» **Exercise task**
Starting at the line with "locate the clear blue sky in the photo above", return every line through the final one of the data, word for word. Pictures stay out.

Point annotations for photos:

============

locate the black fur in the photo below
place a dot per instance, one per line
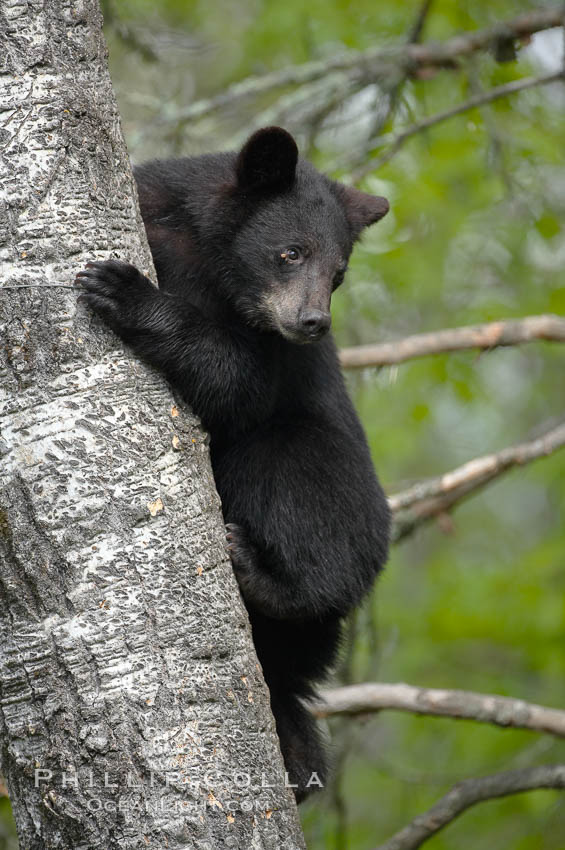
(248, 248)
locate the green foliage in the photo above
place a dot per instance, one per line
(476, 233)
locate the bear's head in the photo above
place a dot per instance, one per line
(293, 232)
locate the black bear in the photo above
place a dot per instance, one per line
(248, 248)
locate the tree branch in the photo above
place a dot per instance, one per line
(486, 337)
(469, 792)
(376, 62)
(397, 141)
(484, 708)
(428, 499)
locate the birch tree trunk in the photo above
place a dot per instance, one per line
(132, 709)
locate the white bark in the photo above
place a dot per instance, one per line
(127, 671)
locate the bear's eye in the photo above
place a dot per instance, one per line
(290, 255)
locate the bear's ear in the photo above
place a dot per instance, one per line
(361, 209)
(267, 161)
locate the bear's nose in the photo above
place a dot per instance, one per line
(315, 322)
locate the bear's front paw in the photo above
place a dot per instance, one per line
(117, 291)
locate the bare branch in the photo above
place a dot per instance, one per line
(427, 499)
(377, 62)
(396, 142)
(468, 705)
(486, 337)
(469, 792)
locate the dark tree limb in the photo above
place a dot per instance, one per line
(484, 708)
(432, 498)
(378, 62)
(469, 792)
(398, 141)
(485, 337)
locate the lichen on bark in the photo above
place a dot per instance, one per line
(132, 708)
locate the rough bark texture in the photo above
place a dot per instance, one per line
(128, 677)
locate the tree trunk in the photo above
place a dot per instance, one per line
(133, 712)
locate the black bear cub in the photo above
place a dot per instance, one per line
(248, 248)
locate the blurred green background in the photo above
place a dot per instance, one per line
(476, 232)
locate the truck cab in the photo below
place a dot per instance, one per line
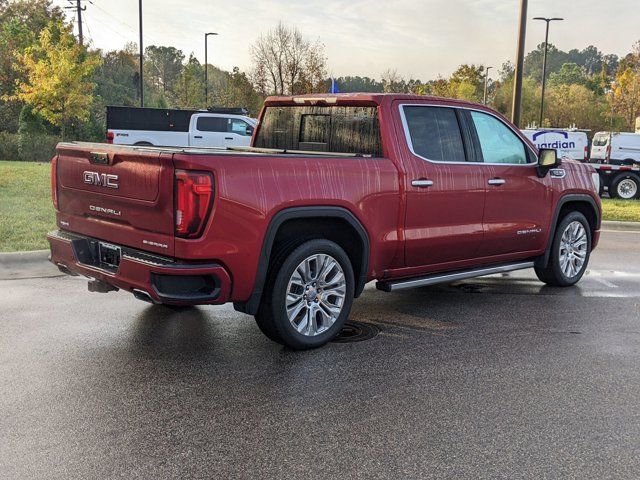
(220, 130)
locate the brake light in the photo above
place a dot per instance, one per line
(193, 201)
(54, 181)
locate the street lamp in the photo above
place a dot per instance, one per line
(544, 62)
(486, 81)
(206, 76)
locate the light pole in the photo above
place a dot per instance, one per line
(517, 74)
(486, 81)
(206, 75)
(544, 62)
(141, 55)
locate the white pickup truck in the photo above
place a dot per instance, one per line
(216, 127)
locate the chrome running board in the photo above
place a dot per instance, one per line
(404, 283)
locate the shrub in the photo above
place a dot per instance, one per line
(9, 146)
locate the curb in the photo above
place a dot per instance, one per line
(9, 259)
(621, 226)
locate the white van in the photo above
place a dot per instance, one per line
(567, 142)
(216, 127)
(616, 148)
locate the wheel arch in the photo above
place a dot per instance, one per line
(582, 203)
(317, 217)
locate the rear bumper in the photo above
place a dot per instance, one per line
(162, 279)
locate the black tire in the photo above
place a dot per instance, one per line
(620, 187)
(272, 316)
(552, 274)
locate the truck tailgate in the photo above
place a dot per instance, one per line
(120, 195)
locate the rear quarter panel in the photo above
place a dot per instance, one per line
(251, 189)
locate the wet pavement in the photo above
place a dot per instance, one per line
(498, 377)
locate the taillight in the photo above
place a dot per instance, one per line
(54, 182)
(194, 197)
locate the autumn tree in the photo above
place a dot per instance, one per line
(58, 73)
(284, 62)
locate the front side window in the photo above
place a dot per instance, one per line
(239, 126)
(499, 144)
(212, 124)
(435, 133)
(600, 140)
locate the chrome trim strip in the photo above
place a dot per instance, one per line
(422, 183)
(391, 286)
(407, 136)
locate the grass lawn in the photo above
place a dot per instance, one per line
(622, 210)
(26, 211)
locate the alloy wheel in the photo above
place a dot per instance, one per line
(315, 294)
(573, 249)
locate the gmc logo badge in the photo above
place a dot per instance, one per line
(101, 179)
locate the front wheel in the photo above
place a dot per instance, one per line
(625, 187)
(570, 252)
(308, 296)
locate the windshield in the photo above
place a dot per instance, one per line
(600, 140)
(335, 129)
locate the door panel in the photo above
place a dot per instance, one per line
(518, 203)
(444, 193)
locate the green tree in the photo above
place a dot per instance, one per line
(58, 85)
(569, 73)
(20, 25)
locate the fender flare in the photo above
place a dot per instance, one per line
(252, 304)
(572, 197)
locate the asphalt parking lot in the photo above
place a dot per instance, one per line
(497, 377)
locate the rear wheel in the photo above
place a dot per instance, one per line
(308, 296)
(570, 252)
(625, 187)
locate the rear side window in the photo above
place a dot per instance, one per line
(335, 129)
(212, 124)
(435, 133)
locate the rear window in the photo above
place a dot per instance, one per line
(600, 140)
(335, 129)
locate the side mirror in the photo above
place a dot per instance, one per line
(547, 159)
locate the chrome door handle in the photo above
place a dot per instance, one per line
(422, 183)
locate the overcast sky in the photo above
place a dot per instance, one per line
(418, 38)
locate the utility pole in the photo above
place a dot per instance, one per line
(544, 63)
(141, 55)
(486, 81)
(206, 71)
(79, 9)
(517, 79)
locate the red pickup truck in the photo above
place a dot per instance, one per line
(335, 191)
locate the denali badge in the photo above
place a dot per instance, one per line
(100, 179)
(110, 211)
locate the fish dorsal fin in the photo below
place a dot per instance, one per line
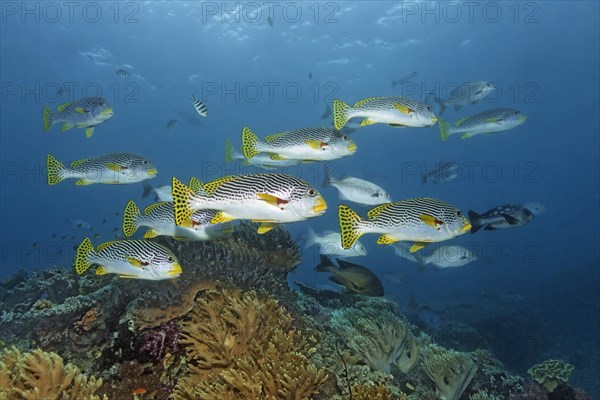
(274, 136)
(152, 207)
(196, 185)
(316, 144)
(77, 163)
(373, 213)
(101, 271)
(363, 102)
(104, 245)
(210, 187)
(64, 106)
(461, 121)
(272, 200)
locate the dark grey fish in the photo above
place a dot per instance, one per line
(444, 172)
(505, 216)
(404, 79)
(356, 278)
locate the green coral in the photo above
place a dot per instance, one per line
(550, 373)
(451, 371)
(377, 335)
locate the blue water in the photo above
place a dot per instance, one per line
(543, 56)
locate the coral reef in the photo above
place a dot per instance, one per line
(242, 345)
(40, 376)
(450, 370)
(550, 373)
(375, 333)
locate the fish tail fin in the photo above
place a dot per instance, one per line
(349, 226)
(81, 257)
(443, 129)
(182, 196)
(475, 221)
(48, 118)
(54, 170)
(249, 142)
(130, 215)
(441, 104)
(312, 238)
(325, 266)
(147, 190)
(340, 114)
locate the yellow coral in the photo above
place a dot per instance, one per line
(39, 375)
(243, 346)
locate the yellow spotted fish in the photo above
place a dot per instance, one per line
(419, 220)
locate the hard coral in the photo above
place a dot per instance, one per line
(376, 333)
(550, 373)
(242, 345)
(450, 370)
(41, 376)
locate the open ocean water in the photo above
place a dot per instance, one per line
(277, 66)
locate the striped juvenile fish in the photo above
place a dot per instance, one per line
(419, 220)
(113, 168)
(199, 106)
(265, 198)
(396, 111)
(490, 121)
(160, 219)
(138, 259)
(306, 144)
(83, 113)
(260, 160)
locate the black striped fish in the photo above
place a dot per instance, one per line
(160, 220)
(113, 168)
(199, 106)
(306, 144)
(396, 111)
(138, 259)
(83, 113)
(265, 198)
(419, 220)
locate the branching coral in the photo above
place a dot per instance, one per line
(375, 332)
(451, 371)
(241, 345)
(42, 376)
(550, 373)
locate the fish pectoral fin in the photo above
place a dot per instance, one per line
(134, 262)
(265, 227)
(417, 246)
(220, 218)
(510, 219)
(272, 200)
(431, 221)
(366, 122)
(386, 239)
(115, 167)
(101, 271)
(316, 144)
(150, 233)
(403, 109)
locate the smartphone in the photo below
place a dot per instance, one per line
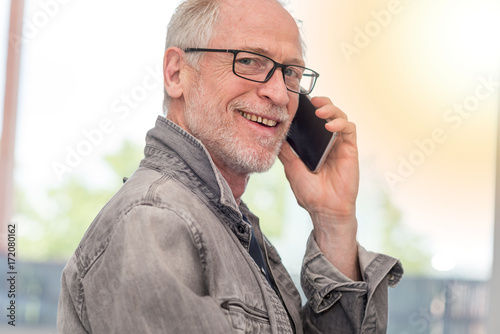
(308, 136)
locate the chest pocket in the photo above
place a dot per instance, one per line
(247, 319)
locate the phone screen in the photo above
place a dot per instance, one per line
(308, 136)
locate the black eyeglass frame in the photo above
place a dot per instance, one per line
(269, 75)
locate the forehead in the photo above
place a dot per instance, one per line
(258, 25)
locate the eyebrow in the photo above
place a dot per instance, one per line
(265, 52)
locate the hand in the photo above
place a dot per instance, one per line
(330, 195)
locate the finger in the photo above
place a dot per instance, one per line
(343, 126)
(328, 110)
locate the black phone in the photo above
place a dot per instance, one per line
(308, 136)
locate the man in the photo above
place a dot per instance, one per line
(176, 250)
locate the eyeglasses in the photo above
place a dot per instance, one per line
(258, 68)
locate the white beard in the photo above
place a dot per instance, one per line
(214, 126)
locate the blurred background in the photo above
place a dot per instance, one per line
(420, 78)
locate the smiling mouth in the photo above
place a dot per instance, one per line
(258, 119)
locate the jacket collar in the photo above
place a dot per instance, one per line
(168, 136)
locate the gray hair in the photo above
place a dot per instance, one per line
(191, 25)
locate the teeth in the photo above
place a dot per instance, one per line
(258, 119)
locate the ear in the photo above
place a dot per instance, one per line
(173, 63)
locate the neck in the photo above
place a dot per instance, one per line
(237, 182)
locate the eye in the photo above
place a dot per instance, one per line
(293, 72)
(245, 61)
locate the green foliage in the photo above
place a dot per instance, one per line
(266, 197)
(55, 232)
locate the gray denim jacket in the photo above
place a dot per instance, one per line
(169, 254)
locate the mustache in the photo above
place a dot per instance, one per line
(268, 110)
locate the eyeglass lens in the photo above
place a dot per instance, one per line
(257, 68)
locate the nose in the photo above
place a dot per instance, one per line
(275, 89)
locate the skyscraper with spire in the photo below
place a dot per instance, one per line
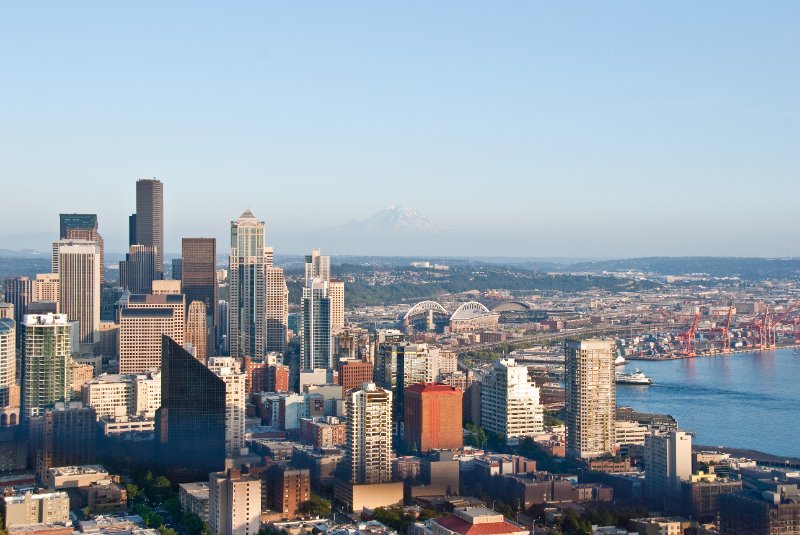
(258, 294)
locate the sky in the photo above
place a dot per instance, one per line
(577, 129)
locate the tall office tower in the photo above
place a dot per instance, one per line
(19, 292)
(166, 287)
(667, 461)
(138, 271)
(150, 218)
(142, 323)
(63, 436)
(318, 266)
(46, 349)
(510, 402)
(190, 424)
(45, 288)
(432, 418)
(132, 230)
(9, 389)
(336, 289)
(276, 314)
(229, 370)
(247, 272)
(199, 275)
(177, 268)
(79, 285)
(315, 326)
(402, 364)
(591, 398)
(82, 227)
(354, 373)
(234, 503)
(369, 435)
(196, 329)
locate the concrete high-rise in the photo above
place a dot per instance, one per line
(199, 278)
(190, 424)
(18, 291)
(9, 389)
(150, 218)
(229, 370)
(318, 266)
(510, 402)
(78, 269)
(315, 326)
(276, 314)
(45, 288)
(46, 350)
(432, 419)
(249, 260)
(667, 461)
(590, 398)
(142, 323)
(368, 449)
(196, 322)
(138, 271)
(83, 227)
(234, 503)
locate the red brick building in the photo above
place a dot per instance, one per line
(432, 417)
(323, 432)
(354, 373)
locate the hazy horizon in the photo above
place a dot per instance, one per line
(525, 130)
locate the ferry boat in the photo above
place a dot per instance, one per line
(635, 378)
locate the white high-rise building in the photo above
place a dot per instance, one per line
(141, 325)
(369, 435)
(316, 346)
(590, 398)
(510, 402)
(78, 268)
(45, 288)
(258, 295)
(667, 461)
(318, 266)
(229, 370)
(114, 395)
(46, 350)
(234, 503)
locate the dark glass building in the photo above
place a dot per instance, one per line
(138, 271)
(190, 425)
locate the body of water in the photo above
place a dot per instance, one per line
(743, 400)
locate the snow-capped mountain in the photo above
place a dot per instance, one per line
(396, 219)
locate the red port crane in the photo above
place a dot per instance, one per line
(688, 338)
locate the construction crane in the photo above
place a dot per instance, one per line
(726, 333)
(688, 338)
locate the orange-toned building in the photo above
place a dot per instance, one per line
(432, 417)
(354, 373)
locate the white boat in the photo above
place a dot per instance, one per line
(635, 378)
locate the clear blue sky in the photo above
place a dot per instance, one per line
(538, 129)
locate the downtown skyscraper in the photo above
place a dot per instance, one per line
(150, 218)
(258, 292)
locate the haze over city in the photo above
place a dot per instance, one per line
(529, 130)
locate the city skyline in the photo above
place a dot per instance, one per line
(655, 127)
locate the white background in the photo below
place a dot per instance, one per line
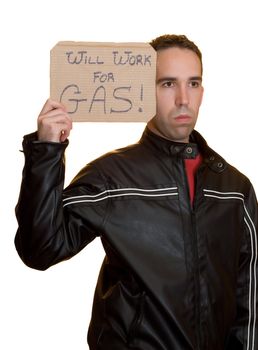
(51, 310)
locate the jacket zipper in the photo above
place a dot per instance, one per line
(196, 259)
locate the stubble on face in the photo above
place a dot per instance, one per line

============

» **Reply to the task**
locate the clear blue sky in the photo above
place a dot per instance, one per line
(538, 129)
locate the downtown skyscraper in the photo above
place a dot per instance, one per line
(150, 218)
(258, 292)
locate the haze over city in the photo above
place a dot per instance, one per line
(529, 130)
locate the city skyline in the photo above
place a dot per instance, one per line
(655, 127)
locate the white background in the photo below
place a dot per instance, one per line
(51, 310)
locate the jacket zipper in the photo above
place a dot per instance, one per line
(196, 259)
locate the stubble on face in the photo above
place a dot per instance, one per line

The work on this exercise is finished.